- **Task requirements**
Only the pictures are to be left out; write out the rest of the data exactly.
------ Given records ------
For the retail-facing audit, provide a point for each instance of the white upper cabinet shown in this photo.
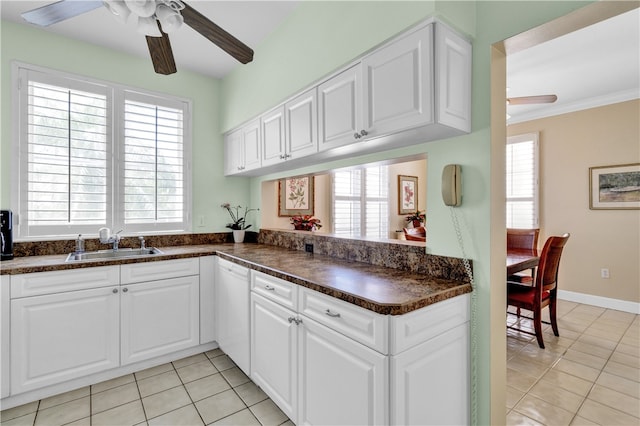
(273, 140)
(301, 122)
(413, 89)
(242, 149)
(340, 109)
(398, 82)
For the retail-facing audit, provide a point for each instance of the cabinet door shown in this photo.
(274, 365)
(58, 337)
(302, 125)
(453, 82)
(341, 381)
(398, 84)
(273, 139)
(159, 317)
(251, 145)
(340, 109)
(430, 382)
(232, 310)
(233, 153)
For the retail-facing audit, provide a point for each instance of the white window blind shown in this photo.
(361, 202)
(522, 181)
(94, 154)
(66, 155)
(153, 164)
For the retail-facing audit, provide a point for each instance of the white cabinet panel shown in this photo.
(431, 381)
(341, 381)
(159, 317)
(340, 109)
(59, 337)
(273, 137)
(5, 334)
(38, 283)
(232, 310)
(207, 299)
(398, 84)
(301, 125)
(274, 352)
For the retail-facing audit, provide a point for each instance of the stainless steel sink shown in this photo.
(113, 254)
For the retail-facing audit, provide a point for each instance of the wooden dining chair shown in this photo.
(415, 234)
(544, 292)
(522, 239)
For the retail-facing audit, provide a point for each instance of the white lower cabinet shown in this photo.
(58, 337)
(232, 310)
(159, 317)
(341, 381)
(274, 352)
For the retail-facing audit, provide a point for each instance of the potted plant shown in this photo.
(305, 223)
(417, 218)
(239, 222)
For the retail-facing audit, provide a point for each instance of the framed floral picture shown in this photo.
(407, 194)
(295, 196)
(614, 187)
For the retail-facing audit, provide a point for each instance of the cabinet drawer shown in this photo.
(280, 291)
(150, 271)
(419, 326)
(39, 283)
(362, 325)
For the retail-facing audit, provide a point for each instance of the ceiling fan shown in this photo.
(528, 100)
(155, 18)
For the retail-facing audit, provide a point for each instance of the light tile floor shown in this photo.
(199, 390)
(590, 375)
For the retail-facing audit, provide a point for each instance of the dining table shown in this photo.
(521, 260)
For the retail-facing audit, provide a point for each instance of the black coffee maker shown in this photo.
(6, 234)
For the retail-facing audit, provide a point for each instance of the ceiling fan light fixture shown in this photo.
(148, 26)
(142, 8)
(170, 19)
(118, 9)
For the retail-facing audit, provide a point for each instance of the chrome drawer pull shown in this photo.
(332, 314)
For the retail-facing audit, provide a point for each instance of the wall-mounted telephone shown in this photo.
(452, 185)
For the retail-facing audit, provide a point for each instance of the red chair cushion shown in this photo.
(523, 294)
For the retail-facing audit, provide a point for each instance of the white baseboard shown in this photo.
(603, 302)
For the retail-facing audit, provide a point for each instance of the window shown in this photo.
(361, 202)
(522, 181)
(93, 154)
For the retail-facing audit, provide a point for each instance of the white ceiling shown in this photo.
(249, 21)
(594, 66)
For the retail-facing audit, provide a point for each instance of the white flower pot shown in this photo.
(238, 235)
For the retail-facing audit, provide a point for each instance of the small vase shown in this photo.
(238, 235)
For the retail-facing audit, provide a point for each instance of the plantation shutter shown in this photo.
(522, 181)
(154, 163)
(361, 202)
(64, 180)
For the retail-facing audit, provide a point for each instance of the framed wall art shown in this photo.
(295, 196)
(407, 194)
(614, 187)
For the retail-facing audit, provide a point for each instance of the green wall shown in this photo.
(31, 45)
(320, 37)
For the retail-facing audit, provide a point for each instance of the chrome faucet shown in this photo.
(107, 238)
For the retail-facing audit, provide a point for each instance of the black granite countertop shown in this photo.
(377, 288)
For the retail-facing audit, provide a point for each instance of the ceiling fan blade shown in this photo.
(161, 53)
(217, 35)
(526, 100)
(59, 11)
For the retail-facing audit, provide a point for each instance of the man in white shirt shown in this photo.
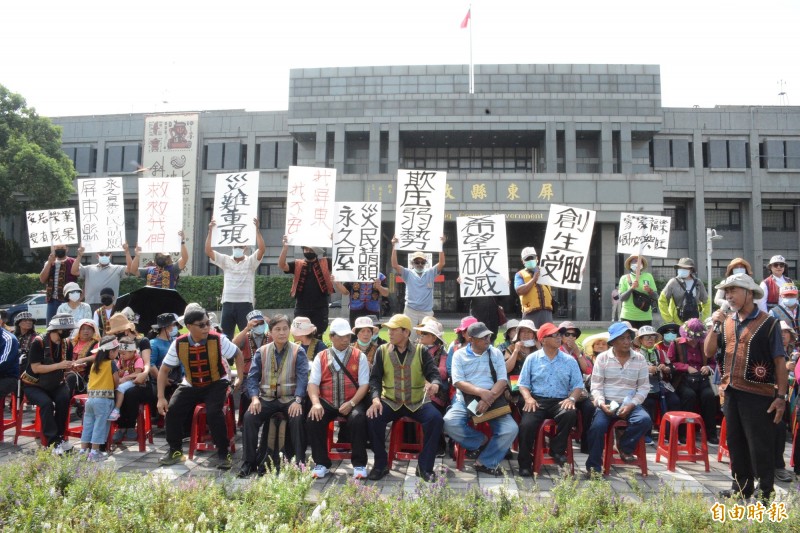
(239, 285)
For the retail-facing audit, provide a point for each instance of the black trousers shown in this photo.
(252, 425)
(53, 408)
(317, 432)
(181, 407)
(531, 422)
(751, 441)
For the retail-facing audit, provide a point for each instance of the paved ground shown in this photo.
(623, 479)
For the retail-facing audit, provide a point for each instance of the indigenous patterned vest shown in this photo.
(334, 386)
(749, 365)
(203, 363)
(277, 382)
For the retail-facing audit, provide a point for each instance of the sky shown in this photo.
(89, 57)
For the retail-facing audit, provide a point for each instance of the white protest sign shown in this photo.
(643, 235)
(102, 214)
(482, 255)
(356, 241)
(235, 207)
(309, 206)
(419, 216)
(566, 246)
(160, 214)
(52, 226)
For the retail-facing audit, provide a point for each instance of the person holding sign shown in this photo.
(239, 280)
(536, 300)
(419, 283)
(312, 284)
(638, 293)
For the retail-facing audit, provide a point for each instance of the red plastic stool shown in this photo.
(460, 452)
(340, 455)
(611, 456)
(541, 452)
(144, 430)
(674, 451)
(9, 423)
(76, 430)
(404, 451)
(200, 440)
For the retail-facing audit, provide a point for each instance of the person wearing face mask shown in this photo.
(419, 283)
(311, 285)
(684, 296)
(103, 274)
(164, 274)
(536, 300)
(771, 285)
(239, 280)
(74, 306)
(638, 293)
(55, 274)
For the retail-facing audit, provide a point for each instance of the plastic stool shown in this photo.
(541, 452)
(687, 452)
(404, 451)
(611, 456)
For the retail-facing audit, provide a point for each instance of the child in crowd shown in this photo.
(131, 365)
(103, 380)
------
- **Written response**
For the retail-facing audit, provide a point for each instance of the white upper cabinet shown in this photo.
(273, 140)
(301, 122)
(413, 89)
(242, 149)
(340, 109)
(398, 82)
For the retail-facing audit, provide a point for each instance of the cabinet door shown in this photo.
(274, 365)
(58, 337)
(302, 125)
(453, 82)
(341, 381)
(398, 84)
(273, 139)
(159, 317)
(251, 145)
(340, 109)
(430, 382)
(232, 310)
(233, 153)
For the retail-facing audit, provide a point for each instance of the white window blind shown in this photo.
(361, 202)
(522, 181)
(94, 154)
(66, 155)
(153, 164)
For the retail-facing audit, provide a point for each instance of the white cabinet panel shown in this photo.
(431, 381)
(341, 381)
(159, 317)
(340, 109)
(59, 337)
(273, 137)
(5, 334)
(38, 283)
(232, 310)
(207, 299)
(398, 84)
(301, 125)
(274, 352)
For the retail-facing audit, provide a point for each instance of the stainless steel sink shown in this photo.
(113, 254)
For the retail-facing audit, provide a point for each instance of the wooden dining chair shown in this photo.
(415, 234)
(544, 292)
(522, 239)
For the retail-facing audit, provide a point for each instance of the white lower cabinet shown in this photo.
(58, 337)
(232, 310)
(159, 317)
(341, 381)
(274, 352)
For the retail-facing audit, provide a point for each instance of the potted plant shown in this photo.
(305, 223)
(417, 218)
(239, 222)
For the retail-facing audit, provide a point for each instance of the framed floral picture shown in this photo.
(407, 194)
(295, 196)
(614, 187)
For the retail-facing audit, provide a point for each instance of the cabinet drawer shown in this photo.
(280, 291)
(150, 271)
(419, 326)
(39, 283)
(362, 325)
For the retail-facing audit, provide a point for each instance of the ceiling fan shown in this photo.
(528, 100)
(155, 18)
For the retail-facing audit, provide a point for each instance of the light tile floor shown in this photo.
(199, 390)
(590, 375)
For the retail-facing audit, provide a point for each instance of the dining table shown in this photo.
(521, 260)
For the retail-facing audit, provide a point for each instance of the black coffee maker shown in this photo.
(6, 234)
For the retail-facing audit, provide a point for each instance of the ceiling fan light fixture shown in this photo.
(148, 26)
(142, 8)
(170, 19)
(118, 9)
For the retail-facing audit, provide a point for each instance of the chrome drawer pull shown in this photo.
(332, 314)
For the retail-facing audit, provide a point for each instance of the wall-mounted telephone shown in this photo.
(452, 185)
For the retail-facing audit, provide a point for each instance of the red chair cushion shown in this photo.
(523, 294)
For the retail-facing audit, provide a point for each instance of the white baseboard shown in this photo.
(603, 302)
For the retail-facing audit, provide a point for each instance of the window shown in this photo.
(361, 202)
(522, 181)
(93, 154)
For the retail-facing audit, provide a point for each instance of the white ceiling shown in this photo.
(249, 21)
(594, 66)
For the retail-facing audit, provide a point for each instance of the white flower pot shown in this photo.
(238, 235)
For the retail-facing audit, provide a point for each instance of the small vase shown in this photo.
(238, 235)
For the retail-facing audit, provide a point for each instance of the plantation shutter shown in this photo.
(522, 181)
(154, 163)
(361, 202)
(64, 180)
For the retail-facing audit, provide a point for each instance of the framed wall art shown in this photo.
(295, 196)
(407, 194)
(614, 187)
For the retail-facing audit, provide a point for each instance of the green wall shown in this photo.
(31, 45)
(320, 37)
For the retail-facing audit, provide a point for each instance of the chrome faucet shown in this photo.
(107, 238)
For the retail-facing audit, provide a point for each instance of the black granite countertop shown in this photo.
(377, 288)
For the retail-facing audit, provide a point for each instance of the ceiling fan blade shown in this photo.
(161, 53)
(217, 35)
(526, 100)
(59, 11)
For the retail-facing audit, provide a point for each instance of the man in white shirt shown in this photo.
(239, 285)
For the retail-facing audit, provide a point for each instance of the black trousers shown in this photo.
(252, 425)
(53, 408)
(317, 432)
(181, 407)
(531, 422)
(751, 441)
For the retail-facing audit, provide a point for each instance of the paved ground shown in this photo.
(623, 479)
For the retail-facing audit, provide a point for each instance of the indigenous patterned vest shown in this photo.
(334, 386)
(749, 365)
(203, 363)
(277, 382)
For the retail-facing audit, provide a point for each instance of the sky shown in this photo.
(89, 57)
For the retail-facing audit, provide a point for each instance of the white protest sign shown in this photo.
(643, 235)
(102, 214)
(482, 255)
(356, 241)
(235, 207)
(309, 206)
(419, 216)
(566, 246)
(160, 214)
(52, 226)
For the retail-facing audit, provide a point for each instance of the person holding sign shown in this photo.
(239, 280)
(536, 300)
(419, 283)
(312, 284)
(638, 293)
For the retail-facing audit, provide a point for each instance of the red plastic stool shown in this photo.
(460, 452)
(340, 455)
(611, 456)
(541, 452)
(144, 430)
(674, 451)
(9, 423)
(76, 430)
(404, 451)
(200, 440)
For the retail-facing audit, provide a point for each instance of the person wearing face mask shown in this photo.
(419, 283)
(311, 285)
(684, 296)
(103, 274)
(164, 274)
(536, 300)
(771, 285)
(239, 280)
(74, 306)
(638, 293)
(55, 274)
For the retail-facing audit, provide a point for each instance of the plastic stool shown in this photo.
(541, 452)
(687, 452)
(404, 451)
(611, 456)
For the retail-facing audit, provide a point for each instance of the child in crowd shown in this photo.
(131, 365)
(103, 380)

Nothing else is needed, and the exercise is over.